**** Source passage

On Thu, 2003-11-27 at 10:21, Stephen Frost wrote:
> * Dave Cramer (pg@fastcrypt.com) wrote:
> > There is a patch floating around for informix load/unload
> > 
> > the syntax is load from 'file' insert into ...., and unload to 'file'
> > select "whatever you like"
> > 
> > Would this solve the problem?
> 
> I'm not sure.  It depends on what you can do with the '....' after
> 'insert into'.  If it's :
> insert into blah (what here?) to_number(blah1,'99V99'),etc
> 
> Then I'd think it would work, but I don't know if that's what you're
> saying or not.
> 
>     Stephen



Re: Functions with COPY

From
Tom Lane
Date:
Stephen Frost <sfrost@snowman.net> writes:
>   Consider the following input data:
>   1234,24.50,10-Jan-2003,10/1/03,10-01-2003,hiall

>   The interpretation for the numbers is:
>   1234 =3D 12.34, 24.50 =3D 24.50
>   The interpretation for the dates is:
>   January 10th, 2003, October 1st, 2003, October 1st, 2003

>   I don't believe it's possible, currently, to correctly import this
>   data with copy.  I'm not sure the date fields would even be accepted
>   as date fields.

Nonsense.

regression=# set datestyle to mdy;
SET
regression=# select '10-Jan-2003'::date;   date
------------2003-01-10
(1 row)

regression=# select '10/1/03'::date;   date
------------2003-10-01
(1 row)

regression=# select '10-01-2003'::date;   date
------------2003-10-01
(1 row)

I think you'd have to do some preprocessing on the numeric inputs if you
wanted implied decimal points inserted like that, but the dates look fine.
        regards, tom lane


Re: Functions with COPY

From
Stephen Frost
Date:
* Tom Lane (tgl@sss.pgh.pa.us) wrote:
> Stephen Frost <sfrost@snowman.net> writes:
> >   Consider the following input data:
> >   1234,24.50,10-Jan-2003,10/1/03,10-01-2003,hiall
>
> >   The interpretation for the numbers is:
> >   1234 =3D 12.34, 24.50 =3D 24.50
> >   The interpretation for the dates is:
> >   January 10th, 2003, October 1st, 2003, October 1st, 2003
>
> >   I don't believe it's possible, currently, to correctly import this
> >   data with copy.  I'm not sure the date fields would even be accepted
> >   as date fields.
> Nonsense.
[...]
> I think you'd have to do some preprocessing on the numeric inputs if you
> wanted implied decimal points inserted like that, but the dates look fine.

********

- [What to do]: In the mailing-list thread on COPY, translate this sentence into Spanish: "I think you'd have to do some preprocessing on the numeric inputs if you wanted implied decimal points inserted like that, but the dates look fine."

**** Dataset excerpts

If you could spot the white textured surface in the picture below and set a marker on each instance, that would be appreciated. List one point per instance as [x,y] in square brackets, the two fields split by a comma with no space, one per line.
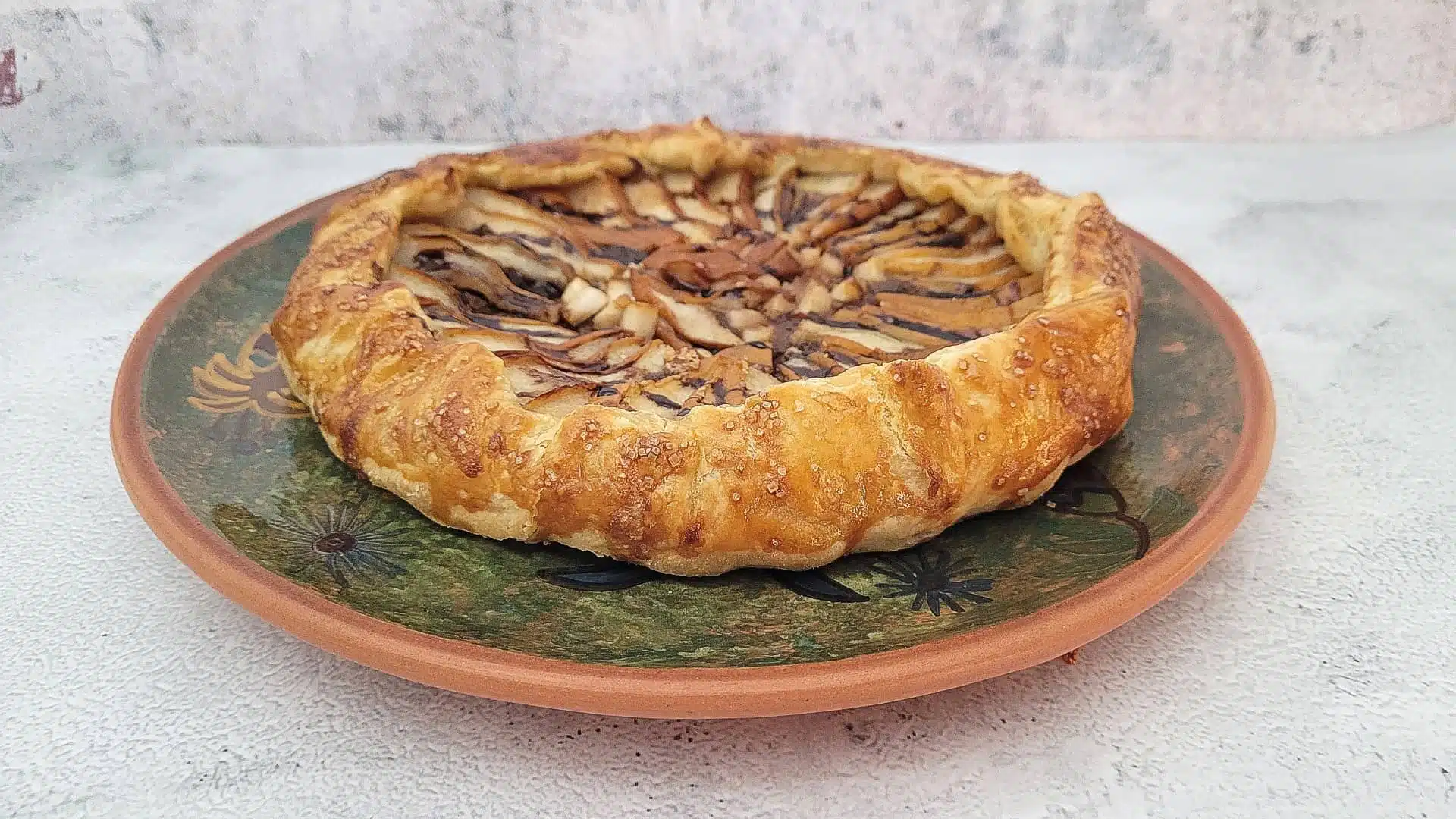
[1308,670]
[359,71]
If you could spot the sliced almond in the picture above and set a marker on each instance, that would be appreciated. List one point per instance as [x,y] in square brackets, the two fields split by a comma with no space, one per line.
[758,334]
[648,197]
[846,290]
[582,300]
[777,306]
[742,319]
[696,324]
[561,401]
[639,318]
[854,340]
[814,300]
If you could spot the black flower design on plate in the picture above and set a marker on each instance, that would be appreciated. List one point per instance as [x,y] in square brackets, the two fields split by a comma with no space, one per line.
[607,575]
[929,575]
[1076,494]
[347,539]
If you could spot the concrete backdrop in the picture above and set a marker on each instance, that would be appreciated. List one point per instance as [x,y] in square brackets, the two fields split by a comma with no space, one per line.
[364,71]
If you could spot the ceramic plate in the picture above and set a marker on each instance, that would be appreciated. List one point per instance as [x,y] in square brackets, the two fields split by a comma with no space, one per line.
[229,471]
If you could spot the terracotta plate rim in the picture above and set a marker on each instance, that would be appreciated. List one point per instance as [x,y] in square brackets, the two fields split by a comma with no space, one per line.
[699,692]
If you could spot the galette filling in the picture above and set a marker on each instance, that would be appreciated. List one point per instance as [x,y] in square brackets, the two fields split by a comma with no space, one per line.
[660,292]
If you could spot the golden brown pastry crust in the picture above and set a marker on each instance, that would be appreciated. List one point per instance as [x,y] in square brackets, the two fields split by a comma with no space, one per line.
[877,458]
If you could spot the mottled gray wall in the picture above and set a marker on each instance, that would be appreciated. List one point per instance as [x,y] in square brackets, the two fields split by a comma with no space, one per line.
[359,71]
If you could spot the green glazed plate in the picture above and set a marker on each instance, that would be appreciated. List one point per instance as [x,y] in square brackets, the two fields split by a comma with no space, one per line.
[235,479]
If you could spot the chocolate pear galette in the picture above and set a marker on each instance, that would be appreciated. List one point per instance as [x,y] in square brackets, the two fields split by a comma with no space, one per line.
[699,350]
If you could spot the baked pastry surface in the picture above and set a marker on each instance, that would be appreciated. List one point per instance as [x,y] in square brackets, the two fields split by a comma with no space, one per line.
[699,350]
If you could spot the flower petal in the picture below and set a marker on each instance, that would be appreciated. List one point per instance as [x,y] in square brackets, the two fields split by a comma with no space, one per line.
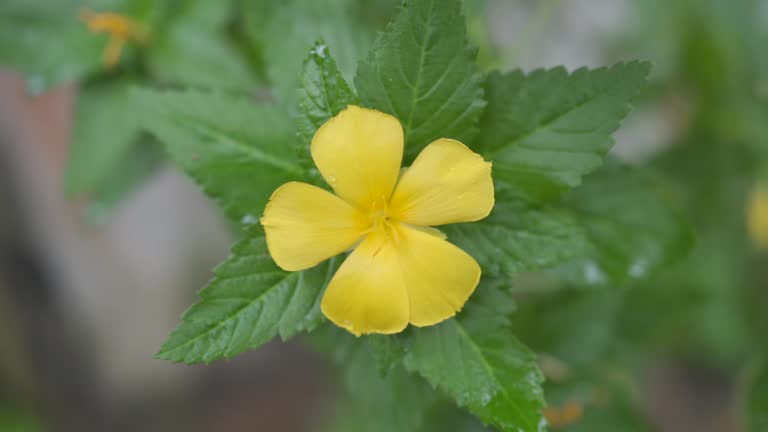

********

- [Task output]: Creo que tendrías que hacer algún preprocesamiento de las entradas numéricas si quisieras que se insertaran puntos decimales implícitos de esa manera, pero las fechas se ven bien.